[Stored items]
=-=-=

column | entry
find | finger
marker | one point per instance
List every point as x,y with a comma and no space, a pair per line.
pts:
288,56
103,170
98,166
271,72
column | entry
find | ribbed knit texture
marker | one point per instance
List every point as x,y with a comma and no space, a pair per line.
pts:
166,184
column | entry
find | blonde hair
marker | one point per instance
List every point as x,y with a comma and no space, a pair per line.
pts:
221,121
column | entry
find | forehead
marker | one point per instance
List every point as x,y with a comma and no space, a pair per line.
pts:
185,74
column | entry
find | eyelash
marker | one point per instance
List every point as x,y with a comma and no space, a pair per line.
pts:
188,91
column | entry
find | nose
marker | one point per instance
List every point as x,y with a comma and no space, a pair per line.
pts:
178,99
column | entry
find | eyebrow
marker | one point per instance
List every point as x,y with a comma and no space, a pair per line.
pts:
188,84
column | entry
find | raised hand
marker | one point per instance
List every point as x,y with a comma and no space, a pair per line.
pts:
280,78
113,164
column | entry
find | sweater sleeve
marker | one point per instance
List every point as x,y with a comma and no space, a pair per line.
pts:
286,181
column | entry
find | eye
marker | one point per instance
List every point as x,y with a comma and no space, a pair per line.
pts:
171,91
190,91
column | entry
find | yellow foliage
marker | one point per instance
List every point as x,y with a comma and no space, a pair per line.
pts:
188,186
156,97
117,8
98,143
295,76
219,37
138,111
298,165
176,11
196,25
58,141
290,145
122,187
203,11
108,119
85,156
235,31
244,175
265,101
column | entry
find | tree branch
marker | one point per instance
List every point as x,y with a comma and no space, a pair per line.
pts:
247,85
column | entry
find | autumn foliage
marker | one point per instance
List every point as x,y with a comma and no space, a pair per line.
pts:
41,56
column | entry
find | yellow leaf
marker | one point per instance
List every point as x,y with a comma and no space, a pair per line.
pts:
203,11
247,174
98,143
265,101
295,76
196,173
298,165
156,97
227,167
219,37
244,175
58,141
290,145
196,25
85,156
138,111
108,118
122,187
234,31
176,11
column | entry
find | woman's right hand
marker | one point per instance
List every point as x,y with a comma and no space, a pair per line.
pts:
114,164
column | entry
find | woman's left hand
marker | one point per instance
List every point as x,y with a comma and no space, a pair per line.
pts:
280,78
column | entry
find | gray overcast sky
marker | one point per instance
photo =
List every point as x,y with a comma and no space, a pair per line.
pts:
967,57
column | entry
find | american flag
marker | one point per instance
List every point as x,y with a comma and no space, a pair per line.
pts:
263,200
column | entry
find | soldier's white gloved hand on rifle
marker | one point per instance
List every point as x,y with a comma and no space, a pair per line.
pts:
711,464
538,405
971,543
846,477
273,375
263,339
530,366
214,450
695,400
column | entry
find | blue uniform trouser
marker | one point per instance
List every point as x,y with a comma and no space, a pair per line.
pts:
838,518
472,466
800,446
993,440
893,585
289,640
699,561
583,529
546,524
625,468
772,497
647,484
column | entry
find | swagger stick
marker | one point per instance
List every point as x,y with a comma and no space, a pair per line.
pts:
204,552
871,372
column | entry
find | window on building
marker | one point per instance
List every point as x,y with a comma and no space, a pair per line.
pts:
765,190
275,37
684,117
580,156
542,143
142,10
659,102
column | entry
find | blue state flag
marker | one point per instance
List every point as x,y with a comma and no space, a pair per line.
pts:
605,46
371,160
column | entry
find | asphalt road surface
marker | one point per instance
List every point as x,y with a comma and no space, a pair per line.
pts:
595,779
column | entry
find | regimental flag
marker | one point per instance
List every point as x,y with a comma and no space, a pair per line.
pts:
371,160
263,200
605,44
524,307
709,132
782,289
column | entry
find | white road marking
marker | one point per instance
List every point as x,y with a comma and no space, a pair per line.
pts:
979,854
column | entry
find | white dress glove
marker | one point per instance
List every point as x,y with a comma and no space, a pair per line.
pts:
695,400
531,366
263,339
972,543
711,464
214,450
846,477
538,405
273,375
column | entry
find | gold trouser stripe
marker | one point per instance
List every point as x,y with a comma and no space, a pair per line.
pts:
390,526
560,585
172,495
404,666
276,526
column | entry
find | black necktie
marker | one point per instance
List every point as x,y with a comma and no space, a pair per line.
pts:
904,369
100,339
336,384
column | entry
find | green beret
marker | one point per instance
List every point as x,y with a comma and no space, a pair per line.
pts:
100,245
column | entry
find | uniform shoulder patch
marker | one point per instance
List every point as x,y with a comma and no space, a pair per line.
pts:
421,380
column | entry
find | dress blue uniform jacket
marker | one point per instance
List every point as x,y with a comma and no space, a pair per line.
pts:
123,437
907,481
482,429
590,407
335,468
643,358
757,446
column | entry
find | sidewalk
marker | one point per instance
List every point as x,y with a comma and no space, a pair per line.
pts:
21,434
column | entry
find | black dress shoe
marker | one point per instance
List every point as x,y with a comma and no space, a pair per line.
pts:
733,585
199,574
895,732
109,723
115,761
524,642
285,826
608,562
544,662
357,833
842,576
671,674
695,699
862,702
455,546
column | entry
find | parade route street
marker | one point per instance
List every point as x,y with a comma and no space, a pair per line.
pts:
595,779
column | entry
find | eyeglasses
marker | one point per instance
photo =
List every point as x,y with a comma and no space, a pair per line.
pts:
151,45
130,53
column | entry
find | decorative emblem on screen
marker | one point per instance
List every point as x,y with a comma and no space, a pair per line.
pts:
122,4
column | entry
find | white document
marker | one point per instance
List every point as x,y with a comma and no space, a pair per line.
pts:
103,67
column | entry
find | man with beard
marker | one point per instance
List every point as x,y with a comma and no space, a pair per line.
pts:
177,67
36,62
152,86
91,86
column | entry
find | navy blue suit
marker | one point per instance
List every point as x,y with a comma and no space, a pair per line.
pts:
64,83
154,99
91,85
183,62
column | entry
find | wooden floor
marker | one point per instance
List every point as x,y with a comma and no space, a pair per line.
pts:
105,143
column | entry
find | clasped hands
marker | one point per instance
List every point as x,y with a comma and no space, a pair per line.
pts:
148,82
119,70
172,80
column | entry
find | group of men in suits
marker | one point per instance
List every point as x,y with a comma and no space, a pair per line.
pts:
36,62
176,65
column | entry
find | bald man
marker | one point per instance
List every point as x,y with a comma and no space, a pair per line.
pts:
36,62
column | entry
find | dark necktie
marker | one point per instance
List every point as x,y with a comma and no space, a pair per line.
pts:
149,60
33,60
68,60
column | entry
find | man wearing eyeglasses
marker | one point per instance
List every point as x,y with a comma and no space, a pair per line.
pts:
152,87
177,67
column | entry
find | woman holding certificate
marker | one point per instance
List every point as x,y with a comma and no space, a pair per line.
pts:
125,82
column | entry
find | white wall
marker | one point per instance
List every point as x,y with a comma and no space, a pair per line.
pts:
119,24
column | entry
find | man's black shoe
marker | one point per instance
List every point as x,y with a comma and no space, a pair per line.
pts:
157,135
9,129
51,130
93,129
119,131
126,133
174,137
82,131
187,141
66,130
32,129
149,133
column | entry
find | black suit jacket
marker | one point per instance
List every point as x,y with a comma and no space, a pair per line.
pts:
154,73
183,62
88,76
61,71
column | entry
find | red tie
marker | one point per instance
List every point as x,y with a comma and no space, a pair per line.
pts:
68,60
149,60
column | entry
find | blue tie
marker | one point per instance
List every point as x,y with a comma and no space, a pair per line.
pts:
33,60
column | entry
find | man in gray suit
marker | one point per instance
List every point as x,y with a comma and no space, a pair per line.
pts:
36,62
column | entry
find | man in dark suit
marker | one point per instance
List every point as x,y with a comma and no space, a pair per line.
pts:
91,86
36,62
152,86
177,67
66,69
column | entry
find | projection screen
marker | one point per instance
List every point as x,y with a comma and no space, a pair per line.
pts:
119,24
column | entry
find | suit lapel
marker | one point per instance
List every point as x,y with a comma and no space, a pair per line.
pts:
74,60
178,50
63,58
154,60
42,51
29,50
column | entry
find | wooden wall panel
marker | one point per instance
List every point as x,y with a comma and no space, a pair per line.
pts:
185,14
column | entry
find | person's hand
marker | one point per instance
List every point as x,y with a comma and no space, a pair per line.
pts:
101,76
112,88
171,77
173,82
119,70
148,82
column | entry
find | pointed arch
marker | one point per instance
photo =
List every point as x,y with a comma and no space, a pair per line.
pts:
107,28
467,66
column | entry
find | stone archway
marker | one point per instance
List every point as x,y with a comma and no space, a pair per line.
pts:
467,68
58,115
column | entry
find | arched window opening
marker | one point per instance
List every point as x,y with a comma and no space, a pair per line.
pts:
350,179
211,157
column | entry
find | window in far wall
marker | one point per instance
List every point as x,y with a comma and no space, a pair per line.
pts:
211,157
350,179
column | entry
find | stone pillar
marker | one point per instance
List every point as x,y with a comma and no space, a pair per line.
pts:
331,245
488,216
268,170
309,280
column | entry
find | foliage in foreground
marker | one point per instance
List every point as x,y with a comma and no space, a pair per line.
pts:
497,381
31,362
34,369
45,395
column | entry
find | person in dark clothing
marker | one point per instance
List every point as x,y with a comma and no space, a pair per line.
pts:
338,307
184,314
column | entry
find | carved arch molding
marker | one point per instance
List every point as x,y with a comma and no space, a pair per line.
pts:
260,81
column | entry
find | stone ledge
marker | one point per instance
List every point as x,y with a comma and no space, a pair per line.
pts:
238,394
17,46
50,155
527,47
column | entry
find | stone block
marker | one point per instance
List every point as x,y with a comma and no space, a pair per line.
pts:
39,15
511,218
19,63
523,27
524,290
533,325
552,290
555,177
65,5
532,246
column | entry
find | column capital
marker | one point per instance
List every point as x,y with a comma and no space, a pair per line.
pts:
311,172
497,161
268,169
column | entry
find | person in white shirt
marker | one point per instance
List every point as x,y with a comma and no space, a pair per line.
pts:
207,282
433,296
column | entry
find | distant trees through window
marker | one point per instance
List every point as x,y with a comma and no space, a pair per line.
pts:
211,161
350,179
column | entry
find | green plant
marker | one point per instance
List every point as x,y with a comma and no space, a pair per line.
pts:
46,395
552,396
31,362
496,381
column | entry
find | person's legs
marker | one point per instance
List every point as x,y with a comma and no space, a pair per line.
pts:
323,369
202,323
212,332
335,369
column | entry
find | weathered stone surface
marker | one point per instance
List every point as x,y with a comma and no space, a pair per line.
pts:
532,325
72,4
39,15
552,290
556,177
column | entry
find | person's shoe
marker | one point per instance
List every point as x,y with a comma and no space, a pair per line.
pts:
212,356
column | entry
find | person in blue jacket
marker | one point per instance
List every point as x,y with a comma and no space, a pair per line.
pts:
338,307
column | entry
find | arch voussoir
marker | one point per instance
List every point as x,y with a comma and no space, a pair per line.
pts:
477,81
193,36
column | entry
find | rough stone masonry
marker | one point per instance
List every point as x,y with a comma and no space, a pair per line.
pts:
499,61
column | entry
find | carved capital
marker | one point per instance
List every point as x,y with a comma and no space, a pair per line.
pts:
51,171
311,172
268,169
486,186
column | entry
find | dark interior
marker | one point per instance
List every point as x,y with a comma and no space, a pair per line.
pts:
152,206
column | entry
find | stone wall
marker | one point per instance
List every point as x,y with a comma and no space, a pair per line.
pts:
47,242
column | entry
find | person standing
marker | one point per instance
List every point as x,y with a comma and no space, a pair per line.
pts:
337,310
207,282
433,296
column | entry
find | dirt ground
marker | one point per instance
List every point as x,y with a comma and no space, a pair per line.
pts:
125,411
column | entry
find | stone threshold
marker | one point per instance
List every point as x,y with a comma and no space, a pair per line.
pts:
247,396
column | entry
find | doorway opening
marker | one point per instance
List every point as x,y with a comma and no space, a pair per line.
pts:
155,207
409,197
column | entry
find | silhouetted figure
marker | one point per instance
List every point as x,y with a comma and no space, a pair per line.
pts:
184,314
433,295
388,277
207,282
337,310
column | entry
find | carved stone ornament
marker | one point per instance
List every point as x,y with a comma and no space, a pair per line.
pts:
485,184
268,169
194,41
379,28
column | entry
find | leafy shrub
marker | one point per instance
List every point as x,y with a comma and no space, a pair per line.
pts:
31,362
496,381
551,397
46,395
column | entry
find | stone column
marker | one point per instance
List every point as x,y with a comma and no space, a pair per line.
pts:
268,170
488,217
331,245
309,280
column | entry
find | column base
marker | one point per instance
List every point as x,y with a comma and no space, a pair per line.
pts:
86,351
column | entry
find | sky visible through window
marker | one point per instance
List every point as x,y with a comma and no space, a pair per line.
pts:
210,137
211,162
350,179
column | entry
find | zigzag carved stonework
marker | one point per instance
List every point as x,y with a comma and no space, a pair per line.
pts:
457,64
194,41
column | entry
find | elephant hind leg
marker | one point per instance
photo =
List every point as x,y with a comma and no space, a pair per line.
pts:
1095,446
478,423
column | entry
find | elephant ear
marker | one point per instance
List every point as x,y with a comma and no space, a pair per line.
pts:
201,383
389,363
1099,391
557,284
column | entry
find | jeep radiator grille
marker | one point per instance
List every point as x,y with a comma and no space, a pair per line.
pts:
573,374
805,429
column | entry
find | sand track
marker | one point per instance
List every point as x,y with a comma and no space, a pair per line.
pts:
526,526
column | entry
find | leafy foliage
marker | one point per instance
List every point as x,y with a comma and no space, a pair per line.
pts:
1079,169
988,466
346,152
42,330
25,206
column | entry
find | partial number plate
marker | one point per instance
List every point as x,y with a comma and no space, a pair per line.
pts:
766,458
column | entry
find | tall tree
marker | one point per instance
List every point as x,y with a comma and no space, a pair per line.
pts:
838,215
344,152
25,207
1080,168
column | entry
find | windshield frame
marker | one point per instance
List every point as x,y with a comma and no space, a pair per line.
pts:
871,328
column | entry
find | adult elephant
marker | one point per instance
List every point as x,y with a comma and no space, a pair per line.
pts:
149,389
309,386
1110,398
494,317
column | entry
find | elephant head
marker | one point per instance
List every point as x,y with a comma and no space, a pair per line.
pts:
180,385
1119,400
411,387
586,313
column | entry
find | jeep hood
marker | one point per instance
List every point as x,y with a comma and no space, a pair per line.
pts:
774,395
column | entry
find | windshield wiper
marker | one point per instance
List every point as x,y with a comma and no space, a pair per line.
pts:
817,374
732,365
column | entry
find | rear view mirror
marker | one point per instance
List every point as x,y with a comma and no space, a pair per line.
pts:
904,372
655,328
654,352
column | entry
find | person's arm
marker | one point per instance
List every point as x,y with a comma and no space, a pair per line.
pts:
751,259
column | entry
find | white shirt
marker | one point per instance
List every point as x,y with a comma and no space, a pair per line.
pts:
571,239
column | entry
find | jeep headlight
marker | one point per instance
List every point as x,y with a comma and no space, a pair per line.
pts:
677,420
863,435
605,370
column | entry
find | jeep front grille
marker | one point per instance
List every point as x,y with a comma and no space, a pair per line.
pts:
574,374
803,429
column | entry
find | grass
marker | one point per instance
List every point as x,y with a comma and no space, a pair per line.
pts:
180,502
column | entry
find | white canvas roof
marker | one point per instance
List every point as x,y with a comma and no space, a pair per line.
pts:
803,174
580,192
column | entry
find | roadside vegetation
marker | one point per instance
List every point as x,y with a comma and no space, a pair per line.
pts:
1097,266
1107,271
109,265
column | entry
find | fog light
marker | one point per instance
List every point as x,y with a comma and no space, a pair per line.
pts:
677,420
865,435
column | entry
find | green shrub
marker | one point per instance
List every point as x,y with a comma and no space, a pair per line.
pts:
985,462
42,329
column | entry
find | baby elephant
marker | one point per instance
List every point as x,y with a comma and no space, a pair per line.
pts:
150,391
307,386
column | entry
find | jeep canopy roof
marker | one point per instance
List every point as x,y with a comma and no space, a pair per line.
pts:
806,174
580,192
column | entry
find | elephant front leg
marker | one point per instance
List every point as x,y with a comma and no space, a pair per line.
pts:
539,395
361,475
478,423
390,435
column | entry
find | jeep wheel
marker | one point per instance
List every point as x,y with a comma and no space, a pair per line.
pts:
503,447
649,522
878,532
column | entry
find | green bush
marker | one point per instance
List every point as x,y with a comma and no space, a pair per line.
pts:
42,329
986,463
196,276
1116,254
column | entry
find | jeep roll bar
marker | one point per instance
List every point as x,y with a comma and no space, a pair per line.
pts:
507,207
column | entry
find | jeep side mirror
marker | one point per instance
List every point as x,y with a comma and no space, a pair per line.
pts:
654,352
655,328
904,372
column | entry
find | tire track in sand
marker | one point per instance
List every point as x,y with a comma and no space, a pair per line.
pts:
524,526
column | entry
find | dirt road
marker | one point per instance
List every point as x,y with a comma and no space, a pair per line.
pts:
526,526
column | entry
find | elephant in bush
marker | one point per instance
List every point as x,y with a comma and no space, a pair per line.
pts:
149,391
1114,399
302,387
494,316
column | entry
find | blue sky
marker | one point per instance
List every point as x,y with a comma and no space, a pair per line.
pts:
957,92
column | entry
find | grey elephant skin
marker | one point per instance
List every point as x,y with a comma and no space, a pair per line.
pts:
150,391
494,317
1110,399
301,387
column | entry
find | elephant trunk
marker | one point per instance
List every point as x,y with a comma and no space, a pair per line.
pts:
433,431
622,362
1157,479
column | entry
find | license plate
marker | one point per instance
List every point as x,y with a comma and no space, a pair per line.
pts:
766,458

=-=-=

## Task goal
Locate every line in the items above that contains the string "woman", and copy each such line. Treat case as significant.

## Complete response
find | woman's right hand
find | woman's left hand
find | woman holding certificate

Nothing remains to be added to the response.